╭─ Page

The reference consists of up to 3 fields:

A reference is created as a specialized MeasRef object, using the Measure::Ref alias (e.g. MDirection::Ref). A full reference could be:

 

   // A time in MJD  
   MEpoch epoch(Quantity("50500.5d"), MEpoch::UTC);  
   MPosition obs;  
   MeasTable::Observatory(obs, "WSRT");  
   MeasFrame frame(obs, epoch);  
   MDirection::Ref ref(MDirection::VENUS, frame);

3 Conversion

Measures can be converted from one reference into another reference. E.g. from an MDirection::J2000 direction coordinate into an MDirection::AZEL coordinate; or from an MEpoch::UTC into an MEpoch::TAI. Conversion objects are MeasConvert objects, using the Measure::Convert alias (e.g. MDirection::Convert. The conversion object needs at least a from reference and a to reference.

Example:

 

   MDirection::Convert(MDirection::Ref(MDirection::VENUS,  
                                       frame),  
                       MDirection::Ref(MDirection::J2000));


Note that if a frame is necessary, it suffices to give it with either one of the two references. Unless, of course, they are different for the two references, like converting the AZEL at one telescope to that at another. The latter case (i.e. two different reference frames for the input and output values), is handled by always converting first the input value to the default for the class (e.g. J2000 for directions), and then convert this value to the appropriate output type and frame.

The from reference can also be specified as a complete Measure. In that case that value of the Measure will act as the default value to be converted.

Constructing a conversion object will set up a series of conversions that have to be done to get from the from to the to reference. This state-machine like approach is to be able to use less than the required odd 400 conversion routines for say 20 different allowable reference codes.

The conversion object is executed with the () operator. The actual conversion done depends on the argument of the operator:

If the conversion needs information, it will cache anything it calculates, either in the conversion object (like calculated Nutation), or in the frame (like e.g. the sidereal time of a frame MEpoch specified in UTC). This information will be re-used if possible and feasible in subsequent conversions with the same conversion object or using the same frame.

It is also worth noting that frames are handled internally by reference rather than by value (e.g. when copied) (the same is true for Measure::Ref objects). One consequence is that a conversion knows about any change you make to a frame, and will use it. So, if by a frame.set(MEpoch) the time of a frame is changed, a subsequent conversion which had that frame given as the frame to be used, will automatically use the new time.

4 Efficiency

The efficiency of the use of the Measures and related classes can vary greatly. By using the appropriate interface, by fine-tuning with the aid of aipsrc variables, and by making sure the caching system is used optimally, there can be a large reduction in resource use.

4.1 Measure or MeasValue

It is not always necessary to use a full-fledged Measure. It often suffices to use a MeasValue (or maybe even a Quantity or just a simple Double.

As an example, consider a frequency container object:

As a rule of thumb the above could be summarised as:

Similar arguments can be used for the other Measures.

╰─
╭─ Material

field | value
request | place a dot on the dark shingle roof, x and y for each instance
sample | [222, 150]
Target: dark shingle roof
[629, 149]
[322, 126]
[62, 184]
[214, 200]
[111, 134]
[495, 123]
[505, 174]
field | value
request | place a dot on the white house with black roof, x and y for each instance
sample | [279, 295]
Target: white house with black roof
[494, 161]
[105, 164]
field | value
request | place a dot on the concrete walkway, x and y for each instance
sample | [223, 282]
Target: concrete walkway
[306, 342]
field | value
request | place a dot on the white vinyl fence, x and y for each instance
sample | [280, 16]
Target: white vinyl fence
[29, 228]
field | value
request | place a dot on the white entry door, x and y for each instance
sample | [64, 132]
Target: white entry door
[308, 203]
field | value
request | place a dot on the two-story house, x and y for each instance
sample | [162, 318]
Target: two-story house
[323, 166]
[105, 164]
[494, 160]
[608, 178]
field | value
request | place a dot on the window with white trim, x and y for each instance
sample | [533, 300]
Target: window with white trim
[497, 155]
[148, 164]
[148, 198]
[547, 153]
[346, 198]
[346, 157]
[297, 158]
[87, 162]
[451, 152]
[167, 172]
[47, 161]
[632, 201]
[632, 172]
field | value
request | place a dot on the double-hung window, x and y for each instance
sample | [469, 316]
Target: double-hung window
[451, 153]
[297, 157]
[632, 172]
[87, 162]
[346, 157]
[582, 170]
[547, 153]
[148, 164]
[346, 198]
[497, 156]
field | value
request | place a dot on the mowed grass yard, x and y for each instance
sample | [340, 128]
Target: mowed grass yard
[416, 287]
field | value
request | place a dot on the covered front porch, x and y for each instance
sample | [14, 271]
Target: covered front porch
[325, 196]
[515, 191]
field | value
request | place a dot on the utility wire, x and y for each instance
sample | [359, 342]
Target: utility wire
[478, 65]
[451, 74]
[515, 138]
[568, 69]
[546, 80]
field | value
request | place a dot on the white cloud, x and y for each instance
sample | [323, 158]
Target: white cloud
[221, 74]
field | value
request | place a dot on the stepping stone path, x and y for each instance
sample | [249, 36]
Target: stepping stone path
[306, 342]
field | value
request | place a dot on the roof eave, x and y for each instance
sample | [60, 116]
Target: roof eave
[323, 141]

╰─

→ **Task list**
1. Find every line in the listing that contains the word "cloud", treating uppercase and lowercase as different.
2. Continue the page about Measures, references and conversions from its last sentence onward.

→ **Solved tasks**
1.
request | place a dot on the white cloud, x and y for each instance
Target: white cloud

2.
4.2 Re-use the effort of frame

From the point of view of the programmer, a frame is just a container of Measures to indicate when, where, in what direction and at what frequency a certain Measure was made or referred to. However, in actual fact it is also an engine and cache for a lot of calculations. Imagine that you want to convert from right-ascension and declination to hour-angle and declination, and that you have provided an epoch in UTC in the frame. The actual conversion object will request (probably among other things), the sidereal time from the frame. The first request will set up a conversion object within the frame (from UTC to LAST) and cache it for later use. After that it will use this conversion object to obtain the sidereal time, and cache the result (for maybe a subsequent call). The conversion needs nutation, polar motion and a few other calculations. Again, all of these are cached for subsequent use in other calls to the frame for information.

Efficient use of Measures is only possible if the lifetime of a frame is as long as possible. Which suggests that in many cases a frame should be created at the highest level possible (maybe even globally). Re-use of a frame, e.g. for a different time, is made possible by the set() methods, e.g. set(MEpoch), which will try to minimize the re-calculations necessary. The fact that frames are always used internally by reference (see earlier), which also means that any change made to a frame will automatically be used by any subsequent conversion which knows about this frame, makes in principle for an efficient machinery for many different purposes. However, it could also easily lead to misunderstandings. If you plan to do any special conversions, the detailed information provided in the various Measure classes should be perused.

4.3 Re-use of conversion objects

Similar to the frame discussed in the previous section, a conversion object (e.g. MDirection::Convert) is a repository of the necessary state-machine to make the conversion possible, and any intermediate calculation results. To make efficient use of this information, the same conversion object should be used if more than one conversion of the same type has to be done.

4.4 Specialized conversion engines

Although the official MeasConvert objects are very versatile, using them can be quite a job. For that reason a set of specialized “Conversion engines” have been put together for easy use. The three engines available at the moment are described in the following paragraphs. They have all a basic format:

4.4.1 EarthMagneticMachine

The EarthMagneticMachine calculates the Earth’ magnetic field in a certain direction at a certain height above the Earth’ surface.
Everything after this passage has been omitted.